Updating an Old Staircase

Sharing the design details of updating an old staircase from spiral to floating stairs in the new house.

I’m sure you can all think of a lot of phrases that start off with “nothing good comes from…”. In our case, nothing good comes from 1970’s spiral cases and toddlers. So we’ve totally nixed the original and are updating our old staircase in the new house.

In case you missed the announcement posts with all of the listing photos, you can check out the original stairs in all of their glory right here.

Below is a photo of the space after we closed on the house and the staging furniture was removed. Everything was just really closed in and dark.

Also, say hello to Genesis CP in there doing their thing for the first (of many) walkthroughs! You can see from the floorplan changes here that we ended up taking down the wall just past the stairs and opening up a lot of the kitchen.

Below is what it looked like after they removed the old spiral staircase. SO much more open, right?!

Now this is the new general layout of the floating stairs and how the treads look. There are so many creative stair riser ideas. And we wanted one that wouldn’t break the open flow of the first floor.

a view of the new stairs - - Sugar & Cloth Casa: Updating An Old Staircase by top Houston lifestyle blogger Ashley Rose of Sugar & Cloth
ash wood thick stair treads - - Sugar & Cloth Casa: Updating An Old Staircase by top Houston lifestyle blogger Ashley Rose of Sugar & Cloth

Note that all of the poles going from the floor to the base have been removed. So the stairs will appear truly floating. I also LOVE the look of the ash wood treads!

We’re now into the debate on railing solutions. The idea is that the stairs will be modern but not take away too from the view of the lake from the wall of windows.

Whatever we did for the stair railings needed to be similar in style to the upstairs overlook railing. The upstairs railing also needs to be replaced. It’s rickety and the railings are too far apart. And considering that that space will occupy our playroom and wet bar, safety was a huge concern.

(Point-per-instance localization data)
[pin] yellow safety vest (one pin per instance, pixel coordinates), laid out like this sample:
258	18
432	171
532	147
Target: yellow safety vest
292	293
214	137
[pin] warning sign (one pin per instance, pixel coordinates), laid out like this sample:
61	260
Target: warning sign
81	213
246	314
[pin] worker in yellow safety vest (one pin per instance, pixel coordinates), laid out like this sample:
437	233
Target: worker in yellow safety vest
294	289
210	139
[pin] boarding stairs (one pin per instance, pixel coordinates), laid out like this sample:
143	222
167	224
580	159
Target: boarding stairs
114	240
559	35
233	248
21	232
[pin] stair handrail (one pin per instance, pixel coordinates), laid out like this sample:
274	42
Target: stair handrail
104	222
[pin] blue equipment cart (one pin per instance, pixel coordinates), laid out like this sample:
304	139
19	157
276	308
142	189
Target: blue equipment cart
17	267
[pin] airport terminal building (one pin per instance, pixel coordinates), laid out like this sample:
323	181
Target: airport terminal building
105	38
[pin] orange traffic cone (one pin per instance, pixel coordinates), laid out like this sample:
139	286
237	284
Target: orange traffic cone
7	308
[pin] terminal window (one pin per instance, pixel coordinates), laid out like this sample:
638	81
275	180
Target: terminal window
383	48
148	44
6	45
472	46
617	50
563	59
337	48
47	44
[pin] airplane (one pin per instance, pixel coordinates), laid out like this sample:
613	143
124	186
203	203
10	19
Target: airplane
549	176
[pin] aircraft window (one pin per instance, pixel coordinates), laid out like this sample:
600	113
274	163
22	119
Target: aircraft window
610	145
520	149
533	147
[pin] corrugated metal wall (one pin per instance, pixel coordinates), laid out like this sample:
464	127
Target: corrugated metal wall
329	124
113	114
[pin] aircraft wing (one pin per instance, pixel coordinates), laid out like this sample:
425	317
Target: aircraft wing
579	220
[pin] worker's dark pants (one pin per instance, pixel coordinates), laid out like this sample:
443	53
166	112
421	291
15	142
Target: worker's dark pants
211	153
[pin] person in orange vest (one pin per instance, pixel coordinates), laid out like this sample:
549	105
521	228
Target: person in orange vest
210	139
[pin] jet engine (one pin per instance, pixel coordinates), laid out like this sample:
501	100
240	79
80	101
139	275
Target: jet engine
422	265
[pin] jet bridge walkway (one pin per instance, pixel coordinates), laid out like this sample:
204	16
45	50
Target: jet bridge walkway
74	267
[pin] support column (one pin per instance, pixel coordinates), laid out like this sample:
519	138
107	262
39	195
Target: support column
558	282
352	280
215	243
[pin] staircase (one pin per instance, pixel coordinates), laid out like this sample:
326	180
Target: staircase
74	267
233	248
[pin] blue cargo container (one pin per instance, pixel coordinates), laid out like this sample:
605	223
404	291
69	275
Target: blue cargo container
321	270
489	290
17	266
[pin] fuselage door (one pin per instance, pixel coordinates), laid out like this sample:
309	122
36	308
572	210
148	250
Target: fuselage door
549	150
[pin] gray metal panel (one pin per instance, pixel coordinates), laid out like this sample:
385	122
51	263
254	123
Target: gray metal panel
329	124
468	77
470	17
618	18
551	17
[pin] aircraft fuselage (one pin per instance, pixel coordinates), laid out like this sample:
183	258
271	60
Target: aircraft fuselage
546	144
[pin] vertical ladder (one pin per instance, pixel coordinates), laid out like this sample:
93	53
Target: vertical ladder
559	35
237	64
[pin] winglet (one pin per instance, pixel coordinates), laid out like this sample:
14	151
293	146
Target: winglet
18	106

» EXERCISE DETAILS:
Quote the staircase update post word for word, everything from "Sharing the design" down to "in and dark.". The entries are independent material, unrelated to the staircase text.

» ANSWER BELOW:
Sharing the design details of updating an old staircase from spiral to floating stairs in the new house.

I’m sure you can all think of a lot of phrases that start off with “nothing good comes from…”. In our case, nothing good comes from 1970’s spiral cases and toddlers. So we’ve totally nixed the original and are updating our old staircase in the new house.

In case you missed the announcement posts with all of the listing photos, you can check out the original stairs in all of their glory right here.

Below is a photo of the space after we closed on the house and the staging furniture was removed. Everything was just really closed in and dark.